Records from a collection

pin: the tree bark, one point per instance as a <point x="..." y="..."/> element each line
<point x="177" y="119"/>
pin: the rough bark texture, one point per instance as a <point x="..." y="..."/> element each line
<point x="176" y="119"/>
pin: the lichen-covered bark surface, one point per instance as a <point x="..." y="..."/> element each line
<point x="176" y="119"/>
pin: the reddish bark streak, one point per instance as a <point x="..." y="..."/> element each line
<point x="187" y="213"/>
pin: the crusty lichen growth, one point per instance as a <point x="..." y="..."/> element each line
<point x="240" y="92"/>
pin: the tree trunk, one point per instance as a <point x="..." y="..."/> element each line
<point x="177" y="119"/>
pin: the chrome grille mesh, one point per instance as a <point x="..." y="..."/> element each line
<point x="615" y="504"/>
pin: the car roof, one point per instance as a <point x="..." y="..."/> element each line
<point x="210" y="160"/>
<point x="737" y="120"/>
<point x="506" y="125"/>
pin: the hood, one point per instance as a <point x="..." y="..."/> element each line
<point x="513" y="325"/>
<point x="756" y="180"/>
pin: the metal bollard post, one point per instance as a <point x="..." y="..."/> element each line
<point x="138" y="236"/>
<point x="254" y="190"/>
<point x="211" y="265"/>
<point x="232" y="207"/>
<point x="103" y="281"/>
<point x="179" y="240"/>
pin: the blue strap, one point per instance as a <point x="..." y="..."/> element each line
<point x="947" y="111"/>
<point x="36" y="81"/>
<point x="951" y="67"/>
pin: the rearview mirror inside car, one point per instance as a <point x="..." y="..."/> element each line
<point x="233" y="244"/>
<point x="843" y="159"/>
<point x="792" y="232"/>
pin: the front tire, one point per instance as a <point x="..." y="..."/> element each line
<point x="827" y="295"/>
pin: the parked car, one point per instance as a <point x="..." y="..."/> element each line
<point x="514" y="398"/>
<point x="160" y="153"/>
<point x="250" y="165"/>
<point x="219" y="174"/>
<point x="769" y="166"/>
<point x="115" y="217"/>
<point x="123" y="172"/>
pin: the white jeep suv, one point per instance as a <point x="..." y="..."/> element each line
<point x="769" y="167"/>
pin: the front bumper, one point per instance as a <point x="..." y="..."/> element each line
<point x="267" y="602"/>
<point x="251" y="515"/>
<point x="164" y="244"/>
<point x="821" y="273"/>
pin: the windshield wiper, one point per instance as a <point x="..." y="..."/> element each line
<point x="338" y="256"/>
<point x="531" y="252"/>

» EXERCISE:
The full data must appear again, retyped in every detail.

» TASK SOLUTION:
pin: the tree bark, one point per instance as a <point x="..." y="..."/> element each line
<point x="177" y="119"/>
pin: the rough bark texture, one point per instance as a <point x="..." y="..."/> element each line
<point x="176" y="119"/>
pin: the lichen-covered bark surface, one point per instance as a <point x="..." y="..."/> element each line
<point x="176" y="119"/>
pin: the reddish bark streak, one point per instance as a <point x="..." y="..."/> element each line
<point x="187" y="213"/>
pin: the crusty lichen growth, one point per instance as a <point x="..." y="..."/> element each line
<point x="240" y="92"/>
pin: the tree trunk, one point per instance as a <point x="..." y="..."/> element each line
<point x="177" y="119"/>
pin: the chrome grille mesh, one point per instance as a <point x="..." y="..."/> element each line
<point x="615" y="504"/>
pin: the car roof, one point per instance as a <point x="..." y="..."/> element each line
<point x="210" y="160"/>
<point x="737" y="120"/>
<point x="506" y="125"/>
pin: the hood, one point per instance as a <point x="..." y="..."/> element each line
<point x="513" y="325"/>
<point x="756" y="180"/>
pin: the metal bollard post, one point per instance as a <point x="..." y="..."/> element each line
<point x="138" y="236"/>
<point x="254" y="190"/>
<point x="211" y="265"/>
<point x="232" y="207"/>
<point x="103" y="281"/>
<point x="179" y="240"/>
pin: the blue strap, one point per instance as a <point x="..." y="..."/> element each line
<point x="947" y="111"/>
<point x="36" y="81"/>
<point x="951" y="67"/>
pin: the rearview mirror inside car, one point per instance as a <point x="..." y="..."/> element each line
<point x="233" y="244"/>
<point x="843" y="159"/>
<point x="792" y="232"/>
pin: the front tire, one point per instance as a <point x="..." y="..."/> element each line
<point x="827" y="295"/>
pin: the parked car, one point per instance as a <point x="..." y="..."/> element each line
<point x="514" y="398"/>
<point x="160" y="153"/>
<point x="250" y="165"/>
<point x="219" y="174"/>
<point x="769" y="166"/>
<point x="115" y="217"/>
<point x="123" y="172"/>
pin: the white jeep suv, one point per instance as a <point x="..." y="..."/> element each line
<point x="769" y="167"/>
pin: the front bumper, one point per instance as a <point x="..." y="..."/> element each line
<point x="267" y="602"/>
<point x="251" y="515"/>
<point x="164" y="244"/>
<point x="821" y="273"/>
pin: the windshield wiper, one point per instance as a <point x="..." y="..."/> element each line
<point x="338" y="256"/>
<point x="531" y="252"/>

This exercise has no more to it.